SET TASK: Format all of the rows below as a JSON list of strings, with one string per line and any blank lines left out.

SUPPLIED MATERIAL:
=-=-=
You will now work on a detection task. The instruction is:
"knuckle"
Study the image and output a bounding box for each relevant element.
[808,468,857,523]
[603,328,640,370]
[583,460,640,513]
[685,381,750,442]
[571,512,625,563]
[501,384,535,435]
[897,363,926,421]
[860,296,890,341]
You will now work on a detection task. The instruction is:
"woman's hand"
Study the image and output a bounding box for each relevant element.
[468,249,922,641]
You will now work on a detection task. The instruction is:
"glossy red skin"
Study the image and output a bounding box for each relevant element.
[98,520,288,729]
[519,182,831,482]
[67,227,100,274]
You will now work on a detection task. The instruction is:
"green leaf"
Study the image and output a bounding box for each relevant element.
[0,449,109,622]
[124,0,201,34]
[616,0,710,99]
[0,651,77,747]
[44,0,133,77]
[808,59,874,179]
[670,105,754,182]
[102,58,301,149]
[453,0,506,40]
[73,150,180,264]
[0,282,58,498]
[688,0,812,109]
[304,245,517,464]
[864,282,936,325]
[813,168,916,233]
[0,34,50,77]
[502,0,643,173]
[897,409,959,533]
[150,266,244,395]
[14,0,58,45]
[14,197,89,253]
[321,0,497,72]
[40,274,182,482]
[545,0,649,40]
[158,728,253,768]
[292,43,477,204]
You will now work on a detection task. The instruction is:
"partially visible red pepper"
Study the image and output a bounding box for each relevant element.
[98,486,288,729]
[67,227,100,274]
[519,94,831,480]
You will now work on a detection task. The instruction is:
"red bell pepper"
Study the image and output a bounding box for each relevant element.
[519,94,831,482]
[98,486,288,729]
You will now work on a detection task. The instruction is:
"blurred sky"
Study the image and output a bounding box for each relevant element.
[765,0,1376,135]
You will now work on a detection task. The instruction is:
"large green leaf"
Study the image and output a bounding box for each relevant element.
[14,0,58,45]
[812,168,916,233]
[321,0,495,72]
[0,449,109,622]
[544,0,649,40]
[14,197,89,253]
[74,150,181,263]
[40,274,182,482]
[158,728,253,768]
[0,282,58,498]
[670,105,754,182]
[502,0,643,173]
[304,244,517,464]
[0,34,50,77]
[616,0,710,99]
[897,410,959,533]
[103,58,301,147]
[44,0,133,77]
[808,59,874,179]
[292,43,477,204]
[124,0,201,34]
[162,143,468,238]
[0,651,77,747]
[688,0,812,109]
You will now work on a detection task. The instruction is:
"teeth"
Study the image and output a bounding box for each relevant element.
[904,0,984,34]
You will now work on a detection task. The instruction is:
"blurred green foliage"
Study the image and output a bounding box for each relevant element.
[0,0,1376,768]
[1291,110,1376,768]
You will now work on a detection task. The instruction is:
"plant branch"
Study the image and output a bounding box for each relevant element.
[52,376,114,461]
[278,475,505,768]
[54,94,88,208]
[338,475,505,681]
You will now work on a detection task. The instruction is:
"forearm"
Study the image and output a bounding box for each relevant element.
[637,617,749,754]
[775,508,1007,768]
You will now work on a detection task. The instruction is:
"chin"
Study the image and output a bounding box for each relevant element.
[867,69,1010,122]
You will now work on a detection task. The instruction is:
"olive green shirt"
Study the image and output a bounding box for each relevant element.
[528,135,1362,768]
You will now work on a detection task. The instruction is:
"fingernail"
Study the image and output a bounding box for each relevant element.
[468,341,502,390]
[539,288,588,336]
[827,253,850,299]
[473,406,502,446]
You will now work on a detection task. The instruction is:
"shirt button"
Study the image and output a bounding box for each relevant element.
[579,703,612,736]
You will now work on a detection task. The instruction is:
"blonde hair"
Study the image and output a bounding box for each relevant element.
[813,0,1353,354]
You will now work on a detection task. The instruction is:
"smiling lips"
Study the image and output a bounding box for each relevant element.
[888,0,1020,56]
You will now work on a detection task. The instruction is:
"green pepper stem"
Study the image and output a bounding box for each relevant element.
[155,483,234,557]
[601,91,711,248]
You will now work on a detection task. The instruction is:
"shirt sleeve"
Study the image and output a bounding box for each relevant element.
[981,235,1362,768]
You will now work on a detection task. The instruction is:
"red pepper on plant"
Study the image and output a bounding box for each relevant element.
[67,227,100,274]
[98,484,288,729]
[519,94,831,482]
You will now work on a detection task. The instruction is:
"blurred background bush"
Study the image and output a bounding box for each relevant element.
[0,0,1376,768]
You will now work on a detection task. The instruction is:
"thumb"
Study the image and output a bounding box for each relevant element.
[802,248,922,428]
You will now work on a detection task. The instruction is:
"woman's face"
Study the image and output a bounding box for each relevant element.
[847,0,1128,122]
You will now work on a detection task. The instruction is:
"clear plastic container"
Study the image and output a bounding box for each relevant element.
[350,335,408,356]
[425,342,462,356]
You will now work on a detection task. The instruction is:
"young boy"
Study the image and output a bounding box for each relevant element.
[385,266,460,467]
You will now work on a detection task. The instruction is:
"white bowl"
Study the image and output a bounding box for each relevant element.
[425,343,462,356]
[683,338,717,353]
=-=-=
TASK SOLUTION:
[
  "You will now work on a detection task. The instruction is:",
  "\"knuckle\"",
  "Study the image and output a bounding box for each relevant element.",
  "[808,468,857,523]",
  "[603,328,640,370]",
  "[583,460,640,513]",
  "[685,381,750,442]",
  "[571,512,625,563]",
  "[501,384,535,435]",
  "[897,363,926,421]",
  "[860,296,890,341]",
  "You will now work on a detection task. The instruction is:",
  "\"woman's hand\"",
  "Study the image and output a bounding box for each relevant element.",
  "[468,249,922,641]",
  "You will now work on a detection task. The instruction is:",
  "\"glossy red skin\"",
  "Study the image and output a bounding box for each relevant element.",
  "[98,520,288,729]",
  "[519,182,831,482]",
  "[67,227,100,274]",
  "You will now work on a detection task. The instruction is:",
  "\"green leaf\"",
  "Study the image and output a bounding box for each relevant element.",
  "[0,449,109,622]",
  "[124,0,201,34]",
  "[616,0,710,99]",
  "[0,651,77,747]",
  "[44,0,133,77]",
  "[808,59,874,179]",
  "[670,105,754,182]",
  "[102,58,301,149]",
  "[453,0,506,40]",
  "[73,150,180,264]",
  "[0,282,58,498]",
  "[688,0,812,109]",
  "[304,245,517,464]",
  "[864,282,936,325]",
  "[813,168,916,233]",
  "[0,34,50,77]",
  "[502,0,643,173]",
  "[897,409,959,533]",
  "[150,266,244,395]",
  "[14,0,58,45]",
  "[14,197,89,253]",
  "[321,0,497,72]",
  "[40,274,182,482]",
  "[545,0,649,40]",
  "[158,728,253,768]",
  "[292,43,477,204]",
  "You will now work on a detection task. The instruction is:",
  "\"partially visible red pepper\"",
  "Study the image and output a bounding box for each relevant element.",
  "[98,486,288,729]",
  "[67,227,100,274]",
  "[519,94,831,480]",
  "You will now work on a detection task. The instruction is:",
  "\"red bell pepper\"",
  "Study the image and output a bounding box for each relevant element.",
  "[519,94,831,482]",
  "[98,486,288,729]",
  "You will now work on a detection task. The instruction is:",
  "\"blurred sky\"",
  "Study the image and output a bounding box for each relevant element.",
  "[765,0,1376,135]",
  "You will now work on a detection task. The instruction is:",
  "\"large green leaf\"",
  "Study the image and output a bounding box for each relevant element.",
  "[14,0,58,45]",
  "[812,168,916,233]",
  "[321,0,495,72]",
  "[0,449,109,622]",
  "[544,0,649,40]",
  "[14,197,89,253]",
  "[74,150,181,263]",
  "[40,274,182,482]",
  "[158,728,253,768]",
  "[0,282,58,498]",
  "[670,105,754,182]",
  "[502,0,643,173]",
  "[304,244,517,464]",
  "[0,34,50,77]",
  "[616,0,710,99]",
  "[897,410,959,533]",
  "[103,58,301,147]",
  "[44,0,133,77]",
  "[808,59,874,179]",
  "[292,43,477,204]",
  "[124,0,201,34]",
  "[162,143,468,238]",
  "[0,651,77,747]",
  "[688,0,812,109]",
  "You will now work on a detection task. The instruction is:",
  "\"teeth\"",
  "Study the image and output a bounding box for each relevant element.",
  "[904,0,984,34]",
  "You will now work on a detection task. The instruction is:",
  "\"blurred green foliage\"",
  "Study the image and output a bounding box for each relevant element.",
  "[0,0,1376,768]",
  "[1291,110,1376,768]",
  "You will now work on a detection task. The instruction is:",
  "\"plant branch\"",
  "Study the image and output a bounding box for each relevant element.",
  "[52,376,114,461]",
  "[278,475,505,768]",
  "[54,94,88,208]",
  "[338,475,505,681]",
  "You will now work on a detection task. The instruction is:",
  "\"forearm\"",
  "Study the image and output a bounding box for each relevant element.",
  "[637,617,749,754]",
  "[775,508,1007,768]",
  "You will now work on a detection task. The instruction is:",
  "\"chin\"",
  "Study the image and output a bounding box for each relevant element.",
  "[867,69,1010,122]",
  "You will now work on a detection task. The instruction is:",
  "\"olive green shirt\"",
  "Study the image and output a bounding box for each relevant element.",
  "[528,135,1362,768]",
  "You will now work on a detection task. The instruction is:",
  "\"fingernail\"",
  "Study the image and output a bounding box for each relevant element.",
  "[468,341,502,390]",
  "[539,288,588,336]",
  "[827,253,850,299]",
  "[473,406,502,446]",
  "You will now work on a detection task. The instruction is:",
  "\"shirt button\"",
  "Study the image and output a bounding box for each relevant element.",
  "[579,703,612,736]",
  "You will now work on a detection task. The instruction is:",
  "\"blonde hair\"",
  "Study the image and output a bounding box for each relevant element.",
  "[813,0,1353,354]",
  "You will now work on a detection task. The instruction is:",
  "\"smiling lips\"",
  "Study the image and output a bounding box for each relevant element.",
  "[888,0,1020,56]",
  "You will now work on a detection task. The instruction is:",
  "\"green pepper stem\"",
  "Study the image and output a bounding box for each relevant element.",
  "[155,483,234,557]",
  "[601,91,711,248]",
  "You will now work on a detection task. The instruction is:",
  "\"shirt sleeve\"",
  "Study the image and output a bounding box for each relevant element.",
  "[981,235,1362,768]",
  "You will now work on a detection task. The instruction is:",
  "\"red pepper on plant\"",
  "Study the image and output a bounding box for each relevant element.",
  "[67,227,100,274]",
  "[98,484,288,729]",
  "[519,94,831,482]",
  "You will now work on a detection task. The instruction is:",
  "\"blurred background bush\"",
  "Study the image and output a bounding box for each relevant element.",
  "[0,0,1376,768]",
  "You will now work on a detection task. The instruction is:",
  "\"thumb\"",
  "Study the image and output a bounding box for each relevant element.",
  "[802,248,922,428]",
  "You will now work on a detection task. The instruction is:",
  "\"woman's face\"",
  "Study the image and output a bounding box for each relevant element.",
  "[847,0,1128,122]",
  "You will now work on a detection task. The instruction is:",
  "\"clear plastic container\"",
  "Study the image and output a bounding box for each relevant element.",
  "[350,335,408,356]",
  "[425,342,462,356]",
  "You will now work on a detection task. The instruction is:",
  "\"young boy\"",
  "Study the image and output a bounding box for each relevant element.",
  "[385,266,460,467]",
  "You will now work on a detection task. The instruction is:",
  "\"white bowl\"",
  "Study the image and output a bounding box for each relevant element.",
  "[425,343,462,356]",
  "[683,338,717,353]"
]